In 1919, Egas Moniz retired from politics and recommitted himself to the world of science. Even while active in politics, since 1911 Egas Moniz had been a full professor at the Faculty of Medicine at the University of Lisbon. By the time Egas Moniz left the world of politics, several scientists around the world had begun to investigate different possible methods to conduct brain imaging, including injecting air into the vascular system of the brain to create a contrast to be visible by x-ray. Egas Moniz began research using radio-opaque solutions or dyes instead of air to create this contrast. Experimenting first with animals, he and his colleague Almeida Lima found that sodium iodide (25% solution) could make vascular branches in the brain visible on x-ray to be able to identify and localize brain tumors, aneurysms, vascular lesions, and other intracranial conditions. In 1927, Egas Moniz presented his findings on this technique to the Neurological Society in Paris and the French Academy of Medicine. This technique came to be known as cerebral angiography. Between 1928 and 1937, Egas Moniz was nominated three times for the Nobel Prize for his work on cerebral angiography but did not receive the award at that time. Instead, he won the Oslo Prize in 1945.

Data to examine —

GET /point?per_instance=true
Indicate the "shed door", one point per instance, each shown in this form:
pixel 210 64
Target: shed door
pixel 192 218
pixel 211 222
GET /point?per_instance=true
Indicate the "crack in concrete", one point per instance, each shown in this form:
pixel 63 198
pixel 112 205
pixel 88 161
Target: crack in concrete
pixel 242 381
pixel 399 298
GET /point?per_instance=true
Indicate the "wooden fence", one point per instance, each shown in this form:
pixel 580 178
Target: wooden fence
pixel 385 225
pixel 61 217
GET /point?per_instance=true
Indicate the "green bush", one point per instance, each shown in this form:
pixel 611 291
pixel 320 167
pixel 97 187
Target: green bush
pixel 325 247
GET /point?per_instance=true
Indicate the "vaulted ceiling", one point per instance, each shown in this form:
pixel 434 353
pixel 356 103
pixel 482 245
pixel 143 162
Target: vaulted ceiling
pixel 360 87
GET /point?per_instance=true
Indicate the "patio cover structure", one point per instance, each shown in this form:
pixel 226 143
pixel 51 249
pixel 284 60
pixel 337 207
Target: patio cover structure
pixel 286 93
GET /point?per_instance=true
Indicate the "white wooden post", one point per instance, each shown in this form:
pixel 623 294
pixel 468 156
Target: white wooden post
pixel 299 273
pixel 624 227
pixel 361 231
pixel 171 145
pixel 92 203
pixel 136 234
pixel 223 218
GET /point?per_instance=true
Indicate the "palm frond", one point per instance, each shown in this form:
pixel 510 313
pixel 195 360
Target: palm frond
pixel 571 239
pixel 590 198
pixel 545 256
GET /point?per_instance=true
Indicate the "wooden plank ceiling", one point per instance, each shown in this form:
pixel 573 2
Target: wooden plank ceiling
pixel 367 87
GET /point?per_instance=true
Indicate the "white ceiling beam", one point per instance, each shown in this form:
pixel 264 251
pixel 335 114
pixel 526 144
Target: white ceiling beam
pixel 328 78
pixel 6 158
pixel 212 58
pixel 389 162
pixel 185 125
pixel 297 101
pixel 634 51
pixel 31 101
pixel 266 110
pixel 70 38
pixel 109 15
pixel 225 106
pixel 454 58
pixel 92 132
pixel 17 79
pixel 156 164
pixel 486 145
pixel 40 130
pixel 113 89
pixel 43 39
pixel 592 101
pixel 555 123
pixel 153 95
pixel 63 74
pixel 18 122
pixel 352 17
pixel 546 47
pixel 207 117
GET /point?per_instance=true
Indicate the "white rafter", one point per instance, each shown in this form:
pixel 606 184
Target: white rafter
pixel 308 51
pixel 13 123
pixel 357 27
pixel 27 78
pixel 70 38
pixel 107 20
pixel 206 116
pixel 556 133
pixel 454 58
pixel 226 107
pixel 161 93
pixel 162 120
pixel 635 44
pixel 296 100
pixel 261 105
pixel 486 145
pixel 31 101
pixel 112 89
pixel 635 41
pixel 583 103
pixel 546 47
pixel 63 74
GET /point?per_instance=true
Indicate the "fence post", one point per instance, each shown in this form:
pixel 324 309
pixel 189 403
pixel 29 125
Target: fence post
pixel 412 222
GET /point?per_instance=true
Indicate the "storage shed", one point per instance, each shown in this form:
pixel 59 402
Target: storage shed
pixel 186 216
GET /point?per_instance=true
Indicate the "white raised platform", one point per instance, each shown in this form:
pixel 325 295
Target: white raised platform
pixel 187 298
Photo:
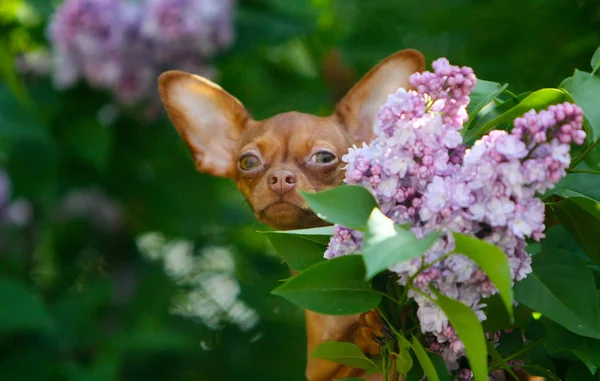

Exercise instructions — According to the excerpt on Egas Moniz, what solution did he and Almeida Lima find could make vascular branches in the brain visible on x-ray? The records have no role in this exercise.

Written answer — A 25% solution of sodium iodide.